[LISTING]
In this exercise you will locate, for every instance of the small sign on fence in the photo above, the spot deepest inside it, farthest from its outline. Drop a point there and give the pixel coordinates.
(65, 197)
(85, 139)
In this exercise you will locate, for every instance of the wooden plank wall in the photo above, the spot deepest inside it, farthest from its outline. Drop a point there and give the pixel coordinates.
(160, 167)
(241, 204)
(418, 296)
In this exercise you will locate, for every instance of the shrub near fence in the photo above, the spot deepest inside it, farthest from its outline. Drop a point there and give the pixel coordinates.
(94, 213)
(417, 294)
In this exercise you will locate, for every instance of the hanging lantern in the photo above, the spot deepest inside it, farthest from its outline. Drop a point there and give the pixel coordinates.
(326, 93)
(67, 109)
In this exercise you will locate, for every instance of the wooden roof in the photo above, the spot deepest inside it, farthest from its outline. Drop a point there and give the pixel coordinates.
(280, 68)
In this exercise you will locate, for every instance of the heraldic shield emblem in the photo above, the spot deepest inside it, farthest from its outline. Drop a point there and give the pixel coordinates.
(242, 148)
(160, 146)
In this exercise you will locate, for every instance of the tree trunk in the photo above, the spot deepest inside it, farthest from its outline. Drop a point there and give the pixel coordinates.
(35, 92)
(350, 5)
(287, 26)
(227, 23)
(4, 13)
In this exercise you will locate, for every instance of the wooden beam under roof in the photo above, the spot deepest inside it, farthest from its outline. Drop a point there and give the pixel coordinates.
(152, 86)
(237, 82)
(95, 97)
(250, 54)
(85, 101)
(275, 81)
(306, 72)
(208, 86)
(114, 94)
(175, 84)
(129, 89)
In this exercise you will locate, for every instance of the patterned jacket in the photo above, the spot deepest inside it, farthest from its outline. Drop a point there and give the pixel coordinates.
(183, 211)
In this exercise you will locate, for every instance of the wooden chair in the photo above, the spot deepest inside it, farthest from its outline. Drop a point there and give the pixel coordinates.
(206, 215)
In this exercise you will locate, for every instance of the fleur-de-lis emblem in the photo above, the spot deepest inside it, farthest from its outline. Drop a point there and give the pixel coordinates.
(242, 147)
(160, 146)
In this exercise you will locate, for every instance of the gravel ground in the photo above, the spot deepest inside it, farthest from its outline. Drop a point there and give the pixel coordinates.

[WHAT YOU HAVE TO DO] Each record above should be restated word for word.

[EXERCISE OUTPUT]
In this exercise you will locate, for every instance of the small sign on fence in the photo above, the spot deepest inside it, farthest from its outline. Drop a point there and give the pixel coordinates.
(65, 197)
(85, 139)
In this exercise you will locate, for every instance of the wooden plank wall in the photo above, the spot deepest inside it, farthest from its outline. Drop a point there and give the pixel coordinates.
(160, 167)
(241, 204)
(418, 296)
In this exercise you will locate, for every instance of the shrub near fence in the photo above, the spot deepest inside it, farthest from its outline. Drop a point there and give the pixel coordinates.
(94, 213)
(417, 294)
In this exercise you will locate, for every instance of the hanging lantern in the photo above, the spot deepest inside it, farthest from its outline. Drop a point there and give the pixel coordinates.
(326, 93)
(67, 109)
In this exercise you will locate, for every instance of the wooden roof in the photo above, the spot deepest inside it, farthest from its outline. Drop a point there and give the pixel coordinates.
(280, 68)
In this exercise you will locate, for every instance of the heraldic shield emblem in the photo above, the spot deepest inside it, farthest from its outline. Drop a point there and give the pixel coordinates.
(242, 148)
(160, 146)
In this exercise you will locate, for every instance of the tree trunk in the photo above, the spot deepest inside it, farthest from its outline. Drop a point there and give the pixel coordinates.
(35, 92)
(350, 5)
(287, 26)
(227, 23)
(4, 13)
In this exercise you will locate, for every instance of the wooden beam under roof in the photo above, the spot deepest inside it, farthest from its outline. Drop a point there and give the pixel coordinates.
(152, 86)
(237, 82)
(95, 97)
(250, 54)
(85, 101)
(275, 81)
(306, 72)
(208, 86)
(114, 94)
(175, 84)
(129, 89)
In this exercise you will locate, for every instance of the patterned jacket in the photo above, the spot deepest inside it, farthest from its outline. Drop a point there and give the pixel coordinates.
(183, 211)
In this exercise you will locate, for every instance of the wooden chair in the photo above, the spot deepest inside it, farthest from its outline. Drop a point there and give the pixel coordinates.
(206, 215)
In this exercise you will locate, for every instance of the fleur-de-lis emblem in the photo above, the spot deepest inside it, farthest from its outline. Drop a point there and give the pixel coordinates.
(242, 147)
(160, 146)
In this exercise you will locate, for every instance of the gravel ground in the photo above, the spot deepest inside it, farthest from its outline. Drop a point there and give the pixel coordinates.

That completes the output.